Prompt ->
Copy the data verbatim, beginning at the line containing "TARGET = soil" and ending with the line containing "(1062, 255)", with both of those lines included.

Data provided ->
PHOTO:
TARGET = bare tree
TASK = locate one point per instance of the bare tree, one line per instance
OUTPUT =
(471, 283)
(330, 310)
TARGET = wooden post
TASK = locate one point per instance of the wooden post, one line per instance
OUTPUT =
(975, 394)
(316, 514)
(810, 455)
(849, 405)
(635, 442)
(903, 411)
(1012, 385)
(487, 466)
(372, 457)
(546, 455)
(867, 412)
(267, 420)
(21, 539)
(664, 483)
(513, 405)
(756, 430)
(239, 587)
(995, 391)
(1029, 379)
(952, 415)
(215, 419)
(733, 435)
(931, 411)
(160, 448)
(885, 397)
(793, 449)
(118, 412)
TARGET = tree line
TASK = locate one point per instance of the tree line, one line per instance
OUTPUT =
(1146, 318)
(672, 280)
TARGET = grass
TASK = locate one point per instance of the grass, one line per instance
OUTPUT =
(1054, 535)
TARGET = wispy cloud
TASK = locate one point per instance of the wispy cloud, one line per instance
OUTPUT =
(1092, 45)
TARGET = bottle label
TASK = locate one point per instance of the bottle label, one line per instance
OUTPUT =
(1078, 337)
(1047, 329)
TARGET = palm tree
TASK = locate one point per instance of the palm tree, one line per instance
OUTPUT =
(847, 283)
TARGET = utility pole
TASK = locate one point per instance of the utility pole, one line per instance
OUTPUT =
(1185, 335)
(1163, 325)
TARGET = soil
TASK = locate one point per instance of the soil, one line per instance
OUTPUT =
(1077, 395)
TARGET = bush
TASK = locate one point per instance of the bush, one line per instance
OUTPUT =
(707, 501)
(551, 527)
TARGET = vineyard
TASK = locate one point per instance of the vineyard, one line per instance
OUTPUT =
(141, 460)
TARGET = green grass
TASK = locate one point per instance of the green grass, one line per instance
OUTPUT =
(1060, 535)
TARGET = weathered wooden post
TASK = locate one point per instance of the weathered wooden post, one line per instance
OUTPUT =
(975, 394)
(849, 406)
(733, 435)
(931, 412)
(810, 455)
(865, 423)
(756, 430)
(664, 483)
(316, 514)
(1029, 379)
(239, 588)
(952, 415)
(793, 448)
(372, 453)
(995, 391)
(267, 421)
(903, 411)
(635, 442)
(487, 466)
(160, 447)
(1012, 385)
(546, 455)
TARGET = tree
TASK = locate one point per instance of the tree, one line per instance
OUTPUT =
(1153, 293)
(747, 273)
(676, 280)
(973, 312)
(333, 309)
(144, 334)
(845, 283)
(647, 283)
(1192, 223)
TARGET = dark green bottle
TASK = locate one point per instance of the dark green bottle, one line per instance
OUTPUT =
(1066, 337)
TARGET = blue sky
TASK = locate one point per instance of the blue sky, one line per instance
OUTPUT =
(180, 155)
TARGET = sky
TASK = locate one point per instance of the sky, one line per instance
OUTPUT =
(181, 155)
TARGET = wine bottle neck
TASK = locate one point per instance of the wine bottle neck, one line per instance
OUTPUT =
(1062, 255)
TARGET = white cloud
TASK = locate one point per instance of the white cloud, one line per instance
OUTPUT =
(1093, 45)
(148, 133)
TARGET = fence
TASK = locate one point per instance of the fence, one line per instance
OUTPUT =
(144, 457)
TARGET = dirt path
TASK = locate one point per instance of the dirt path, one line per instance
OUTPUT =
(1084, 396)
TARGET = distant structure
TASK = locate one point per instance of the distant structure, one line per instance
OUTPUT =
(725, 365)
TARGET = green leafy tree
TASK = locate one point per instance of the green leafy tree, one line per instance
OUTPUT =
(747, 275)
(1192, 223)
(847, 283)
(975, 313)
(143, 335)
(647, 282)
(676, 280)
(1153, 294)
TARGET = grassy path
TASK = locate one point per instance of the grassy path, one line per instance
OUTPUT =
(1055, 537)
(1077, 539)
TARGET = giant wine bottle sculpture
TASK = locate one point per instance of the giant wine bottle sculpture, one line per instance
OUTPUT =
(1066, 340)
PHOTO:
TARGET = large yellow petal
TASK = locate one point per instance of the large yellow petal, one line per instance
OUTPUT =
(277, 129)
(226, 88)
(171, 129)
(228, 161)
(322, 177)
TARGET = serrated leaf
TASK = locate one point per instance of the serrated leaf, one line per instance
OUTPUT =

Answer for the task ->
TARGET = soil
TASK = locate one point per instance of the soil, one line per instance
OUTPUT =
(1077, 395)
TARGET = bush
TASK = locate one point per instance of the bush, one line per instance
OUTPUT =
(707, 501)
(551, 527)
TARGET = vineyard
TASK = locate one point per instance of the vineyard, one line per instance
OUTPUT =
(141, 460)
TARGET = green grass
TASK = locate one point per instance of the green grass, one line per instance
OUTPUT =
(1060, 535)
TARGET = weathered wooden post
TASK = locate one point per instance of the weathered wooden post, one line per instance
OUTPUT =
(975, 394)
(849, 406)
(733, 435)
(931, 412)
(810, 455)
(865, 423)
(756, 430)
(664, 483)
(316, 514)
(1029, 379)
(239, 588)
(952, 415)
(793, 448)
(372, 453)
(995, 391)
(267, 421)
(903, 411)
(635, 442)
(487, 466)
(160, 447)
(1012, 385)
(546, 455)
TARGET = tree
TASK = locate one point per instance of the tree, one line per instance
OUTPUT =
(1153, 293)
(747, 273)
(676, 280)
(973, 312)
(333, 309)
(144, 334)
(845, 283)
(647, 283)
(1192, 223)
TARGET = dark green bottle
TASK = locate one point per instance of the dark green bottle, one line per instance
OUTPUT =
(1066, 337)
TARGET = blue sky
TASK = locate one point per instance of the blue sky, one line per instance
OUTPUT =
(180, 155)
TARGET = sky
TASK = locate one point per instance of the sky, one line per instance
OUTPUT =
(181, 155)
TARGET = wine bottle neck
TASK = locate one point per instance of the wine bottle neck, one line per instance
OUTPUT =
(1062, 255)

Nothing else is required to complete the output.